== Consigne de la tâche ==
D'après le billet sur les plateformes de projets d'infrastructure, quelle entité organise la série de réunions lancée par le séminaire ?

━━━ Extrait de page

Publié sur Opinions

De meilleures données sur les projets d’infrastructure pour encourager l’investissement privé dans les pays émergents

Nous vivons dans un monde interconnecté où les données occupent une place de plus en plus importante. Les investisseurs n’échappent pas à cette tendance, qui s’appuient toujours plus sur des données précises pour savoir où, quand et comment investir.

Comme je l’ai évoqué dans un récent billet, face au manque de données sur les marchés émergents, on assiste à la multiplication de plateformes commerciales qui s’efforcent de réunir des informations sur les projets d’infrastructure dans ces pays. Ces plateformes, à l’instar d’autres bases de données spécialisées, ont pour objectif de cartographier les marchés et de permettre aux investisseurs de localiser des projets prêts à recevoir des investissements et offrant de bonnes perspectives de rentabilité. 

Soutenir l’investissement privé dans des infrastructures de qualité au sein des pays émergents : cet enjeu est au cœur de l’action du Groupe de la Banque mondiale, qui s’attache actuellement à déterminer comment il pourrait contribuer à une meilleure organisation et un partage plus efficace des données. Le mois dernier, la Banque a organisé un séminaire portant précisément sur les plateformes de projets d’infrastructure et réuni à cette occasion plusieurs promoteurs de bases de données, ainsi que des investisseurs et d’autres parties prenantes. Un large éventail d’initiatives était représenté, avec des plateformes de taille considérable (plusieurs milliers de projets dans le monde entier, pour une valeur totale de près de 10 millions de dollars) et des bases de données de moins grande envergure et spécialisées (moins d’une centaine de projets, mais tous situés dans des pays émergents). Ce séminaire a donné le coup d’envoi d’une série de réunions consacrée à des sujets qui se situent au carrefour de la finance et du développement, et organisée par la direction financière du Groupe de la Banque mondiale.

La première discussion s’est révélée très instructive. Même si les plateformes de projets se sont multipliées et agrandies au cours des dix dernières années, de nombreuses difficultés demeurent : manque de données, informations pas assez détaillées, de mauvaise qualité, voire contradictoires. Il est essentiel de remédier à ces problèmes afin d’attirer l’attention des investisseurs sur des projets d’infrastructure rentables.

Voici quelques aspects à prendre en compte pour une amélioration des données :

  • Profil de risque. La réunion a révélé des inquiétudes quant à la capacité des plateformes existantes à refléter avec exactitude le profil de risque d’un projet. Par exemple, les bases de données n’ont à l’heure actuelle aucun moyen de signaler comme « risqué » un projet à l’arrêt. Certains développeurs se sont engagés à se montrer plus offensifs pour obtenir et publier des informations sur les calendriers de passation des marchés, de sorte que les investisseurs disposent d’un meilleur suivi des projets qui les intéressent. Ce degré de précision supplémentaire devrait permettre aux investisseurs de mieux évaluer le risque que présente un projet en cours et les difficultés auxquelles il est confronté.

━━━━━━
━━━ Données fournies

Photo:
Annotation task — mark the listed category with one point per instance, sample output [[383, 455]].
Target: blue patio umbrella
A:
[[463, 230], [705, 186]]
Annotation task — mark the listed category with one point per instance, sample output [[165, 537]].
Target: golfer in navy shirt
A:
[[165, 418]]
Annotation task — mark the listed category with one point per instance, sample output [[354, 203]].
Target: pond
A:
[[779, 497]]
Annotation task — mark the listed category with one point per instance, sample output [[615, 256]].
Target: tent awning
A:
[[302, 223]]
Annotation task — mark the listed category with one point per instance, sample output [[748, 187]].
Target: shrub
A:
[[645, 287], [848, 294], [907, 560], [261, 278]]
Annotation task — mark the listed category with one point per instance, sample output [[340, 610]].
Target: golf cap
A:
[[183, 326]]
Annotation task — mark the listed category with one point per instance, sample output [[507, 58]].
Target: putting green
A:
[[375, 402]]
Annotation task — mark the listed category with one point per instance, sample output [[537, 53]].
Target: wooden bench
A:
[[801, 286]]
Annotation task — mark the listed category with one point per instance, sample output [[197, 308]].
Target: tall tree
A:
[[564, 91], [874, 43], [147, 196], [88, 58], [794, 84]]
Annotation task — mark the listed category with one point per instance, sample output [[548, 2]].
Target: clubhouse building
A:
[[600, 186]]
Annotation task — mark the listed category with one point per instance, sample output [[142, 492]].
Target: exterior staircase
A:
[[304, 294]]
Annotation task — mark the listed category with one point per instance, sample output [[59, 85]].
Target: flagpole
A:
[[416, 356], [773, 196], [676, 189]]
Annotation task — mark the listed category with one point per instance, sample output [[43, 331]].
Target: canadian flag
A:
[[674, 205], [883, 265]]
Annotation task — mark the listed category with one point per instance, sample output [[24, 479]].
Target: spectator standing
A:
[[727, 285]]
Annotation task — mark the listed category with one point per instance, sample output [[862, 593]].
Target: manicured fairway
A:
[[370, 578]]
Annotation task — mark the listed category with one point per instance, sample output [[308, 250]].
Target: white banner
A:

━━━━━━

== Résultat de la tâche ==
La direction financière du Groupe de la Banque mondiale.